Extracted information -
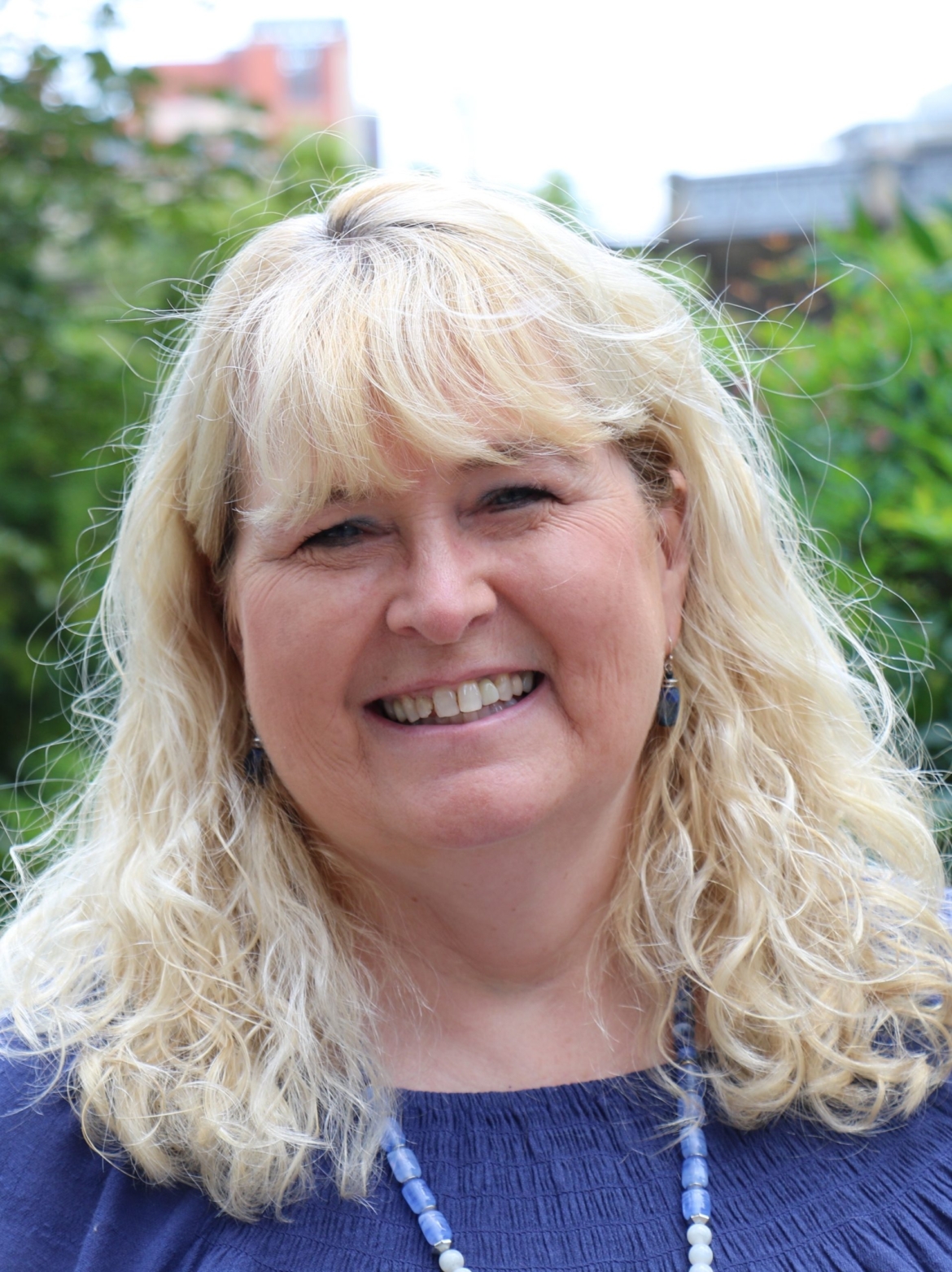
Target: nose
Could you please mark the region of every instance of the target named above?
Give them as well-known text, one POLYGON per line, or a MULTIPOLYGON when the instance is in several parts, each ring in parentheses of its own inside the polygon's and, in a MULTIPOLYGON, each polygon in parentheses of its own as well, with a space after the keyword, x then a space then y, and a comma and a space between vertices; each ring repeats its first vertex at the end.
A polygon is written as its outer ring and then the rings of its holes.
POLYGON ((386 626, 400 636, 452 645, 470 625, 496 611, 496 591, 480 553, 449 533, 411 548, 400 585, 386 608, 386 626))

--

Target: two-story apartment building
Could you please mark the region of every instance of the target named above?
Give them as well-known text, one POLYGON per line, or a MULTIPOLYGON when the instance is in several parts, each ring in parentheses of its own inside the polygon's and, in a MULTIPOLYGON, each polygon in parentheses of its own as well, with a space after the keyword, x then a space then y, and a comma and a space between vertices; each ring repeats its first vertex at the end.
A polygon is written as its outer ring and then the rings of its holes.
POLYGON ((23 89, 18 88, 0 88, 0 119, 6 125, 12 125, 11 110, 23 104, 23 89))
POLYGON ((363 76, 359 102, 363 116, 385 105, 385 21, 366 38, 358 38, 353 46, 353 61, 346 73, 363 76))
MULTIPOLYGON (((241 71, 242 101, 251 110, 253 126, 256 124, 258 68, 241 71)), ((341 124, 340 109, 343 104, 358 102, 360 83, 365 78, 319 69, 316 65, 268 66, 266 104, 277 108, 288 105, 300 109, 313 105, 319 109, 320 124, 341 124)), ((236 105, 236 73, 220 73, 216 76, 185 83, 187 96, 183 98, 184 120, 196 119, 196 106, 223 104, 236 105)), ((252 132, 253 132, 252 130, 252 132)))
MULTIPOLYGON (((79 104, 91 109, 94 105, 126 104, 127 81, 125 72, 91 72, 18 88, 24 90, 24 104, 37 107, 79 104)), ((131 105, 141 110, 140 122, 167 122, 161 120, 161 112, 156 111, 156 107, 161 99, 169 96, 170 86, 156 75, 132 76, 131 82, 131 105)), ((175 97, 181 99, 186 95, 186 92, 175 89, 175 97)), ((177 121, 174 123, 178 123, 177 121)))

Direction -
Rewrite the lines between the line holding "Target: two-story apartment building" and the line holding "MULTIPOLYGON (((79 104, 91", inclusive, as a JSON list of strings with one string per line and blank lines omitted.

Answer for the task -
[
  "Target: two-story apartment building",
  "Could you please mark the region of every instance of the target named above?",
  "Give them as well-known text, one POLYGON per line, or a MULTIPOLYGON when the instance is in several parts, each ring in parentheses of its own inside the polygon's and, in a MULTIPOLYGON, each polygon in parentheses of its own as well, with a space after the keyword, x then a space then y, and a comma and a space between vertices; each ring repeats its first vertex at the end.",
  "A polygon is written as its outer ring and then the rings of its holes.",
  "POLYGON ((23 89, 18 88, 0 88, 0 119, 6 125, 12 125, 11 110, 23 104, 23 89))",
  "POLYGON ((363 76, 359 102, 363 116, 385 105, 385 21, 366 38, 358 38, 353 46, 353 61, 346 73, 363 76))",
  "MULTIPOLYGON (((241 71, 242 101, 251 110, 253 126, 256 124, 258 68, 241 71)), ((341 124, 340 109, 343 104, 358 102, 360 83, 365 78, 319 69, 316 65, 268 66, 266 104, 277 108, 288 105, 300 109, 313 105, 319 109, 320 124, 341 124)), ((236 105, 236 73, 220 73, 216 76, 185 83, 187 96, 183 98, 184 120, 196 119, 196 106, 223 104, 236 105)), ((252 132, 253 132, 252 130, 252 132)))",
  "MULTIPOLYGON (((79 104, 91 109, 94 105, 126 104, 127 81, 125 72, 91 72, 18 88, 24 90, 24 104, 37 107, 79 104)), ((131 105, 141 110, 140 122, 167 122, 161 120, 161 112, 156 111, 156 107, 161 99, 169 96, 170 86, 156 75, 132 76, 131 82, 131 105)), ((175 97, 181 99, 186 95, 186 92, 175 89, 175 97)), ((177 121, 174 123, 178 123, 177 121)))"
]